== Exercise requirements ==
Starting at the line that contains "Target — dry grass" and ending at the last line, render those lines as a JSON list of strings, one string per line, with blank lines left out.
:: Provided data ::
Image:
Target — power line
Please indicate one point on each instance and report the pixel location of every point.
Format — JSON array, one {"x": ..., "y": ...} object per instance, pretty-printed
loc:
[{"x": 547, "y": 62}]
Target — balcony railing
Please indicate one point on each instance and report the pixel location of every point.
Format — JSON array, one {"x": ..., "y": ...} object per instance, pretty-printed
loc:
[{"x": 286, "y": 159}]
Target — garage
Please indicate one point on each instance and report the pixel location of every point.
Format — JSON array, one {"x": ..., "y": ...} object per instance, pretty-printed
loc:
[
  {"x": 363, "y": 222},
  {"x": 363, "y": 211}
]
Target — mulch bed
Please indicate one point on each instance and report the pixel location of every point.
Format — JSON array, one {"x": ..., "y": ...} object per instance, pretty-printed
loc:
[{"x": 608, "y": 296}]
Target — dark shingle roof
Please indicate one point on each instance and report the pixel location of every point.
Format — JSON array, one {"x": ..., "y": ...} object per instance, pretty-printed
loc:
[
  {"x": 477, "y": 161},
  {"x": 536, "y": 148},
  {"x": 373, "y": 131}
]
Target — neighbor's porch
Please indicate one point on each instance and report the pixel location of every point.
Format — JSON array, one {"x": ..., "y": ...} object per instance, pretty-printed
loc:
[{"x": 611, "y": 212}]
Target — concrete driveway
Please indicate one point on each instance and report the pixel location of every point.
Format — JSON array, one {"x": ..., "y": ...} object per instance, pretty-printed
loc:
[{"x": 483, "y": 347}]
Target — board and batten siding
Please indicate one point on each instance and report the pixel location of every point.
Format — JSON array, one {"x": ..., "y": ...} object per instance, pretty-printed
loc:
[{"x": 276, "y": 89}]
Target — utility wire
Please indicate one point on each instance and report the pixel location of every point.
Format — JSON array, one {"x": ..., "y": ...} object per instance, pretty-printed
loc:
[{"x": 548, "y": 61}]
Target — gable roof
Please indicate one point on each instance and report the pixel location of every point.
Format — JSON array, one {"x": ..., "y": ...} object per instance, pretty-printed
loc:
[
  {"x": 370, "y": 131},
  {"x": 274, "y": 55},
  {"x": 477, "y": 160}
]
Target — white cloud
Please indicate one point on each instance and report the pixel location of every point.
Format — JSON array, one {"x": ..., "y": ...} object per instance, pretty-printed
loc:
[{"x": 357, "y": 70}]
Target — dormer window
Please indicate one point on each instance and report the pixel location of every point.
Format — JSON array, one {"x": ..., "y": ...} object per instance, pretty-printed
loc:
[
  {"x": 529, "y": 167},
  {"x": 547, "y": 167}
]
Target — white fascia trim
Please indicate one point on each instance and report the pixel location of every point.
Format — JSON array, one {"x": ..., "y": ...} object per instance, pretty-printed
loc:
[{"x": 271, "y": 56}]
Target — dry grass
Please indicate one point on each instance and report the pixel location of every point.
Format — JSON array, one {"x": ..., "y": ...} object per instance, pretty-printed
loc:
:::
== Response to the exercise ==
[
  "Target — dry grass",
  "Please indicate one point on each instance and report the pixel location of every point.",
  "Format — JSON array, one {\"x\": ..., \"y\": ...} object per instance, pretty-printed",
  "loc:"
]